-- LISTED ENTRIES start --

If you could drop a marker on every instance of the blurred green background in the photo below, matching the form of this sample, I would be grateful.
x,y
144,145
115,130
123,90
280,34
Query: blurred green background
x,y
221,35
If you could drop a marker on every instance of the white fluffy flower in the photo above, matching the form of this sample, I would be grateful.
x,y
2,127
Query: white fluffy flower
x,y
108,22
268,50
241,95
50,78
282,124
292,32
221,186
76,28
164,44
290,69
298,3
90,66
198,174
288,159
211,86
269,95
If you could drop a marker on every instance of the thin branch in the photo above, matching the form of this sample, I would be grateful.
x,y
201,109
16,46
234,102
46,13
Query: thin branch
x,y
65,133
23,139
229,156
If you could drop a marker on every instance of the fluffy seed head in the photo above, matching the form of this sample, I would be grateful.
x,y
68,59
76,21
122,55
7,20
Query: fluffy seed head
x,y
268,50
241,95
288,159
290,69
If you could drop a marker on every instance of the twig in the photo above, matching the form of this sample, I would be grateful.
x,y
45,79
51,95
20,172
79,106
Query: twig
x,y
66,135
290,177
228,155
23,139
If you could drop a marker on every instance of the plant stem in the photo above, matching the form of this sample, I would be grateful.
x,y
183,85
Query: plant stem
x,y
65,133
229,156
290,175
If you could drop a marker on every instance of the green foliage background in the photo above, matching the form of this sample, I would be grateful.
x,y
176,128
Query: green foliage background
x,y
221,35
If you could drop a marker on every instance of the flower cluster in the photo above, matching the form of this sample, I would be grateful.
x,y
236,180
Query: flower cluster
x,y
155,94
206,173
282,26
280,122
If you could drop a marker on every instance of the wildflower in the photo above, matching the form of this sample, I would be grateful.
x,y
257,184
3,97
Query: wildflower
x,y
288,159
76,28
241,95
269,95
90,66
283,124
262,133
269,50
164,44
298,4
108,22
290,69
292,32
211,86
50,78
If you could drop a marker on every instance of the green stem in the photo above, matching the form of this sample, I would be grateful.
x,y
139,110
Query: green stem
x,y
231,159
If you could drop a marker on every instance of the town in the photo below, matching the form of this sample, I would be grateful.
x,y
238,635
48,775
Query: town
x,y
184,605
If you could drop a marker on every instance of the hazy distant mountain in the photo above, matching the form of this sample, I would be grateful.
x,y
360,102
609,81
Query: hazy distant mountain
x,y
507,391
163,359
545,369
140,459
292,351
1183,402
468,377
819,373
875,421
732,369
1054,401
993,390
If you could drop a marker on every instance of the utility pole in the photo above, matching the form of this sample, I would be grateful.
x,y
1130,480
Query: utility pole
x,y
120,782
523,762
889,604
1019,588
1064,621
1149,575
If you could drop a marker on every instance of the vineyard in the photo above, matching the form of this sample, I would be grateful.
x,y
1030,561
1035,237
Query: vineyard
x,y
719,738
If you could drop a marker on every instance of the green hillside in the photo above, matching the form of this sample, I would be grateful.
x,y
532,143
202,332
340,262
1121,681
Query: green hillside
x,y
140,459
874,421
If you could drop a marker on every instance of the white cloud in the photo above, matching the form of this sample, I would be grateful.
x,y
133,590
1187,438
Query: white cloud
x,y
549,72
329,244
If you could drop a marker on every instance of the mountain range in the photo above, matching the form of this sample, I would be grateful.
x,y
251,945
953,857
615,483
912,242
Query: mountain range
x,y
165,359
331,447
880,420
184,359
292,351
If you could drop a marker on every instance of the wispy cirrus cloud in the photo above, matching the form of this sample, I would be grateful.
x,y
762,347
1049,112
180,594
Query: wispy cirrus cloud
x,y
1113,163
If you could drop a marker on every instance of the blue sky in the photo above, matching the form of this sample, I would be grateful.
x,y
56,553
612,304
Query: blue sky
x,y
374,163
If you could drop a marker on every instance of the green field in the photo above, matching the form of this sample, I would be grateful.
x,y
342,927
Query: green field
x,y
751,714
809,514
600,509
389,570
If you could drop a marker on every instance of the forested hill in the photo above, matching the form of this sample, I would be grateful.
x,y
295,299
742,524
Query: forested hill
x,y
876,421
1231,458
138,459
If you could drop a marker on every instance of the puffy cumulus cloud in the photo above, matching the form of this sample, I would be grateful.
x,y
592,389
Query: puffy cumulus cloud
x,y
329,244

-- LISTED ENTRIES end --

_TASK GOAL_
Express every line of the listing above as a JSON list of strings, one string per line, omitting blank lines.

_SOLVED EXERCISE_
[
  "If you could drop a marker on every instance of the blurred green background in the photo below, matching the form of this sample, I would be grateful.",
  "x,y",
  "144,145",
  "115,130",
  "123,90",
  "280,34",
  "Query: blurred green background",
  "x,y",
  "221,35",
  "If you could drop a marker on every instance of the white fluffy flower in the photo above, matching the form of this sample, I would be grateful.",
  "x,y",
  "2,127",
  "Query: white fluffy flower",
  "x,y",
  "108,22",
  "268,50",
  "241,95",
  "50,78",
  "282,124",
  "292,32",
  "221,186",
  "76,28",
  "164,44",
  "290,69",
  "298,3",
  "90,66",
  "198,174",
  "288,159",
  "211,86",
  "269,95",
  "If you could drop a marker on every instance of the thin branch in the photo above, matching the form of this sample, I would be grateful.",
  "x,y",
  "201,109",
  "16,46",
  "234,102",
  "46,13",
  "Query: thin branch",
  "x,y",
  "65,133",
  "23,139",
  "229,156",
  "If you could drop a marker on every instance of the fluffy seed head in the photo above, matching the form of this sample, I would be grateful.",
  "x,y",
  "68,59",
  "76,21",
  "122,55",
  "7,20",
  "Query: fluffy seed head",
  "x,y",
  "268,50",
  "241,95",
  "288,159",
  "290,69",
  "If you could drop a marker on every instance of the twig in the photo above, matching the form of this sample, I would be grateful.",
  "x,y",
  "45,79",
  "51,95",
  "20,172",
  "79,106",
  "Query: twig",
  "x,y",
  "66,135",
  "290,177",
  "228,155",
  "23,139",
  "If you could drop a marker on every instance of the plant stem in the photo above, matching the form of this sample, I would be grateful.",
  "x,y",
  "183,85",
  "Query: plant stem",
  "x,y",
  "65,133",
  "229,156",
  "290,175",
  "If you could drop a marker on every instance of the green foliage background in the photo above, matching the form of this sample, I would be grateful.",
  "x,y",
  "176,128",
  "Query: green foliage background",
  "x,y",
  "221,35",
  "If you could drop a marker on every instance of the flower cluster in the photo above, matching the form of this sample, I would be grateful.",
  "x,y",
  "236,180",
  "Query: flower cluster",
  "x,y",
  "155,94",
  "206,173",
  "282,26",
  "280,122",
  "If you could drop a marker on every instance of the wildflower in the photo above, matching the form of this sample, I would be grateful.",
  "x,y",
  "257,184",
  "3,97",
  "Query: wildflower",
  "x,y",
  "288,159",
  "76,28",
  "241,95",
  "269,95",
  "90,66",
  "283,124",
  "262,133",
  "269,50",
  "164,44",
  "298,4",
  "108,22",
  "290,69",
  "292,32",
  "211,86",
  "50,78",
  "If you could drop a marker on every instance of the green stem in the photo above, matching the form of this sample, I would be grateful.",
  "x,y",
  "139,110",
  "Query: green stem",
  "x,y",
  "231,159",
  "If you could drop a marker on every instance of the town in the photo below, matching the form of this sample, I would be grateful.",
  "x,y",
  "238,635",
  "48,775",
  "Query: town",
  "x,y",
  "184,605",
  "If you could drop a marker on every instance of the hazy distant mountain in the photo above, matching the form of this sample, I would be grateful.",
  "x,y",
  "360,102",
  "609,81",
  "Query: hazy distant mountain",
  "x,y",
  "507,391",
  "163,359",
  "545,369",
  "140,459",
  "292,351",
  "1183,402",
  "468,377",
  "819,373",
  "875,421",
  "732,369",
  "1054,401",
  "993,390",
  "If you could drop a marker on every instance of the utility pole in the photo above, matching the form of this sample, I would be grateful.",
  "x,y",
  "1130,480",
  "Query: utility pole",
  "x,y",
  "120,782",
  "523,762",
  "889,604",
  "1019,588",
  "1064,621",
  "1149,575",
  "If you could drop a marker on every instance of the vineyard in the photo above, matching the form of this sample, I would be grateful.",
  "x,y",
  "1030,561",
  "1035,237",
  "Query: vineyard",
  "x,y",
  "719,738",
  "If you could drop a marker on every instance of the green hillside in the photo above, matching the form of this sample, I would be grateful.",
  "x,y",
  "532,143",
  "202,332",
  "340,262",
  "1121,681",
  "Query: green hillside",
  "x,y",
  "140,459",
  "874,421",
  "If you could drop a marker on every instance of the white cloud in the photo above, matching the form of this sample, I would be grateful.",
  "x,y",
  "133,590",
  "1187,438",
  "Query: white cloud",
  "x,y",
  "549,72",
  "329,244",
  "If you could drop a marker on every instance of the mountain range in the photo above, matching the form of this sample, I would be grateful.",
  "x,y",
  "251,945",
  "953,857",
  "615,483",
  "912,242",
  "Query: mountain range",
  "x,y",
  "165,359",
  "331,447",
  "880,420",
  "184,359",
  "292,351",
  "If you could drop a marker on every instance of the wispy cirrus cloud in the photo above, matching the form of this sample, I would be grateful.",
  "x,y",
  "762,347",
  "1049,112",
  "180,594",
  "Query: wispy cirrus cloud",
  "x,y",
  "1113,163",
  "If you could drop a marker on every instance of the blue sky in the photo above, matching the form of this sample, I would be grateful.",
  "x,y",
  "56,553",
  "612,304",
  "Query: blue sky",
  "x,y",
  "374,163",
  "If you could drop a marker on every instance of the green field in the photo above, matching the form of this sample, I would be grateful.",
  "x,y",
  "342,927",
  "Query: green field",
  "x,y",
  "751,714",
  "809,514",
  "600,509",
  "389,570",
  "If you could drop a marker on every instance of the forested hill in the photo above, matching the form of this sample, I would be grateful.",
  "x,y",
  "295,299",
  "742,524",
  "Query: forested hill",
  "x,y",
  "876,421",
  "1231,458",
  "138,459",
  "If you could drop a marker on every instance of the puffy cumulus cloud in the photo above, matching the form of this sample, I would be grateful.",
  "x,y",
  "592,389",
  "Query: puffy cumulus cloud",
  "x,y",
  "329,244"
]